- _Selected extract_
+ + + +
It was this world that Nemo sought to escape, and the anthropocentric values of his world have been magnified a thousand-fold in our present-day world. Verne wrote his classic many years before the last century, a hundred years of the most bloody and cruel wars in history when hundreds of millions of normal human beings were butchered by other ”normal” human beings. He wrote it at a time when the human population numbered under two billion, when the most ruthless serial killer of his century, Jack the Ripper, butchered a mere six.

Six billion now, and yet there were only three billion of us in 1950. Shall we make that twelve billion in 2050 and twenty-four billion in 2100? The laws of ecology dictate that we will not. The Law of Finite Growth states that there are limits to growth. These limits for us are the carrying capacities of the ecosystems that support us. Presently, as our numbers increase, we literally steal carrying capacity from other species, thus escalating rates of species extinction. This leads us to the Law of Biodiversity: the strength of an ecosystem is dependent upon the diversity of species within it. This law ties into a third law, the Law of Interdependence, which states that we are completely and utterly dependent upon the existence of other species for our own survival.

Throughout the entire history of life on this planet, no species, and I mean absolutely no species, has ever survived unless these three basic laws of ecology have been adhered to. 

Overpopulation leads to loss of diversity and diminished habitat which leads to fewer and fewer species and functional ecosystems to support us, and all of this leads to a crash.

And what is a crash? Just another abstraction perhaps, but one with frightening ramifications. It means starvation, brutal competition for resources, pandemics, thirst and the brutalization of humanity inward upon itself instead of the present outward display that we think little about because the victims are from that abstract biocentric realm where all the other species dwell.

The poet Leonard Cohen once wrote, “We are lost among our suffering, and our pleasures are the seal.” We have created a whole industry to divert our attention away from our real threats. Keep us entertained, keep us amused, but don’t let us face the reality that in the end our greatest enemy will prove to be ourselves. Even the reality of the internet will collapse into irrelevancy when the very capacity of the Earth to support us is vanquished.

This was where Nemo was going. He was returning to the world where the laws of ecology still held meaning, and he was doing what Ed Abbey had advised, he was defending nature against humanity. In the end, he failed, and perhaps those of us who follow in the wake of the Nautilus will also fail, but if we do, at least we will not go the way of T. S. Eliot’s straw men: we will go with a bang and not a whimper.

As a biocentric conservationist, I am not as much concerned with what the world will be like a hundred years from now as I am concerned with what it will be like a thousand, and a million years from now. What is a millennium to the Earth, a mere blink of time? One thing I am certain of is that the Earth, her lands and oceans, will abide long after the memory of humankind has been removed without trace. Our stone edifices will crumble, our iron structures will rust into dust, our great works of art will rot and decay, and our music will fade.

The only legacy that will last is not in what we can create but in what we do not destroy. And thus, like Nemo, I share the belief that the most noble endeavor that one can pursue is the preservation of species and biodiversity. A species of bird or insect saved from ourselves in the present may survive to evolve into a continuum of life tomorrow. That is an achievement that will last eons.

Captain Nemo knew that his alliance was with the creatures of the sea and the laws of ecology. And thus he rejected the law of human beings, that lex scripta of nonsense that puts profit and property before life, and places the values of nations over nature. That was Nemo’s law, and perhaps, just perhaps, he was right. And all the rest of us, all seven and a half billion of us, are wrong. It’s worth thinking about, anyway.
+ + + +
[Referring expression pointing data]
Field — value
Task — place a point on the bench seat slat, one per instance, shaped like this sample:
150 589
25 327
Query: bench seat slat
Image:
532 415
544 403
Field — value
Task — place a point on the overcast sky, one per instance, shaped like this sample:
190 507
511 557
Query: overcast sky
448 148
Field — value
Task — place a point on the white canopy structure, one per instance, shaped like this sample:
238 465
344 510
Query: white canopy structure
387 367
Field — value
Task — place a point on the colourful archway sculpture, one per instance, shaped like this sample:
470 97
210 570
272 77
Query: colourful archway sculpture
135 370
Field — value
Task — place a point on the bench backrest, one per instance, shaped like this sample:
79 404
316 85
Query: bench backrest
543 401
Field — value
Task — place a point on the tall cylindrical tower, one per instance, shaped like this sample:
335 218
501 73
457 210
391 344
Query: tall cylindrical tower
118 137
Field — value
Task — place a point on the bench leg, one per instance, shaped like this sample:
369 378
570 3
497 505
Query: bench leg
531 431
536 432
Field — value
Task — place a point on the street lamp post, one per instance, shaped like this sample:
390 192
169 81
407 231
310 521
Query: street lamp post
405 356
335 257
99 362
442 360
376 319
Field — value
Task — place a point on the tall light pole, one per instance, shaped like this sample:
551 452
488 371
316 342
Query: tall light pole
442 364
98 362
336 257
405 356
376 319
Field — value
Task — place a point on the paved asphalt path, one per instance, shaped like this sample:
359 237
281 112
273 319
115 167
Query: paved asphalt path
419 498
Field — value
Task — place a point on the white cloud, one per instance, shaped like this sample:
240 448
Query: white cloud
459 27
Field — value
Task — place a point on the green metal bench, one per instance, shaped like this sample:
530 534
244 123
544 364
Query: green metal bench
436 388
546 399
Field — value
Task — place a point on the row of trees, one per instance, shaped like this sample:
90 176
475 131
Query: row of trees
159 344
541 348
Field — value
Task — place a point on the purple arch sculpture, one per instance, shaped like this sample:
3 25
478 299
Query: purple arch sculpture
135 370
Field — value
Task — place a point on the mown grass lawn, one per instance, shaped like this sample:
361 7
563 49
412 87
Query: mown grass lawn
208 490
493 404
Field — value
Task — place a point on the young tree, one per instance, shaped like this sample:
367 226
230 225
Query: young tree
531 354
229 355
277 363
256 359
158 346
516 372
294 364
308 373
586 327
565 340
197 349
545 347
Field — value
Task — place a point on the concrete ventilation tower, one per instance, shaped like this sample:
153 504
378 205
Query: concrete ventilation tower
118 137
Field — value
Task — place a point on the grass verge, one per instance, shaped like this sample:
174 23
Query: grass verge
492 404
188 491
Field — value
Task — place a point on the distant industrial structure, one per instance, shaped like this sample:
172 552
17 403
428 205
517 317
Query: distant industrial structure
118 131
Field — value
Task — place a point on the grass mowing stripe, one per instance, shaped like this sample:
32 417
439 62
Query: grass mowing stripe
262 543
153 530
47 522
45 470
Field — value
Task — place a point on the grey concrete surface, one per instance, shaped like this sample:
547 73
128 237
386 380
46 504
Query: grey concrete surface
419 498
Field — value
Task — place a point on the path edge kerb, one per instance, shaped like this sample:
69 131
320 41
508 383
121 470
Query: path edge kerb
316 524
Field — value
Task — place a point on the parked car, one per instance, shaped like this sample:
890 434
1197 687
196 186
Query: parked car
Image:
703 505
+ + + +
- _Actions to take_
• 1. In the Nemo passage, starting at "Overpopulation leads to" and ending at "other species dwell.", rewrite the text with "crash" replaced by "collapse".
• 2. Render this sentence from the Nemo passage in Spanish: "The Law of Finite Growth states that there are limits to growth."
• 3. According to the Nemo passage, why do rising human numbers escalate rates of species extinction?

- _Results in order_
• 1.
Overpopulation leads to loss of diversity and diminished habitat which leads to fewer and fewer species and functional ecosystems to support us, and all of this leads to a collapse.

And what is a collapse? Just another abstraction perhaps, but one with frightening ramifications. It means starvation, brutal competition for resources, pandemics, thirst and the brutalization of humanity inward upon itself instead of the present outward display that we think little about because the victims are from that abstract biocentric realm where all the other species dwell.

• 2. La Ley del Crecimiento Finito establece que hay límites al crecimiento.

• 3. As human numbers increase, we literally steal carrying capacity from other species. Carrying capacity is the limit of the ecosystems that support life, so taking it from other species drives up extinction rates.